Your instructions:
Rewrite the entries from the line containing "Give the innermost point of each instance of the neoclassical" through the end of the entries, with both ends included and the requests kept as they are. Add 108 to every coordinate in the answers.

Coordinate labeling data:

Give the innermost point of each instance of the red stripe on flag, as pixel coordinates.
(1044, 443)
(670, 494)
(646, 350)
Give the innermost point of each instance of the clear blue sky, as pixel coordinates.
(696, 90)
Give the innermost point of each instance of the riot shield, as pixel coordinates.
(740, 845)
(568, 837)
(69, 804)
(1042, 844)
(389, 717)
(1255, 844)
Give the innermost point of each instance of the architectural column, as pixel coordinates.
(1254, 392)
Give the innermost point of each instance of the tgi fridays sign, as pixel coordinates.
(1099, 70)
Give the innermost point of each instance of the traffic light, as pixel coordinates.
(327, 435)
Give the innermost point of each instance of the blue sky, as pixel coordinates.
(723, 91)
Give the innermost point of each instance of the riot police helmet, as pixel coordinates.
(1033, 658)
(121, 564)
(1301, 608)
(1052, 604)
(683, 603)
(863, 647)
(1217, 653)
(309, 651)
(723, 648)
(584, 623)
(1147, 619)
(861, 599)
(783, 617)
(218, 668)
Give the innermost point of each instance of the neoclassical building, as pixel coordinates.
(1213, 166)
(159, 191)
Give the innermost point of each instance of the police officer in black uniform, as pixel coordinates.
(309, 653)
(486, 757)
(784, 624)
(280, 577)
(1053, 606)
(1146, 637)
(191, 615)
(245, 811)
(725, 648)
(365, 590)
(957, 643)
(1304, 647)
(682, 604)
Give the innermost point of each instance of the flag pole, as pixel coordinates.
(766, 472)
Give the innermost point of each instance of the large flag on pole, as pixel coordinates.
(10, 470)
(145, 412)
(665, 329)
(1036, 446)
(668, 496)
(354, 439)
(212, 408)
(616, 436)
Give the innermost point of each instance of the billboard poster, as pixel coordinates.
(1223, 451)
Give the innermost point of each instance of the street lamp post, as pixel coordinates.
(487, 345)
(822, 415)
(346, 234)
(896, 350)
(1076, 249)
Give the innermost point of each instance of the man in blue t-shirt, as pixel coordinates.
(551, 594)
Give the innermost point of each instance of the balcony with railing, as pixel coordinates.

Task output:
Give the innermost point of each instance of the neoclassical building, as pixel coordinates.
(1321, 274)
(267, 299)
Give the innermost point of each instance of the police officer in black uniform, as pixel coordinates.
(417, 761)
(594, 865)
(892, 732)
(388, 685)
(1161, 714)
(1254, 745)
(299, 723)
(353, 919)
(833, 756)
(473, 698)
(1065, 751)
(1412, 755)
(790, 712)
Give the innermost point of each instance of the flag pole, as pixel coordinates.
(874, 580)
Give the innermost point of each instance of the large flag on pole, as pixel coordinates.
(118, 578)
(253, 520)
(773, 437)
(1144, 554)
(776, 604)
(462, 547)
(320, 516)
(724, 544)
Give the innermost point of each instance of the billboard poster, as pixel coordinates.
(1331, 559)
Give the innermost point of each instance of the street lamp post, as pixel coordinates.
(595, 453)
(930, 523)
(454, 342)
(1004, 458)
(1184, 357)
Give the innermost point of each instance of the man in blue t-shirt, as pixel coordinates.
(659, 702)
Give the innermost point of each instance of the balcony with railing, as pixel coordinates.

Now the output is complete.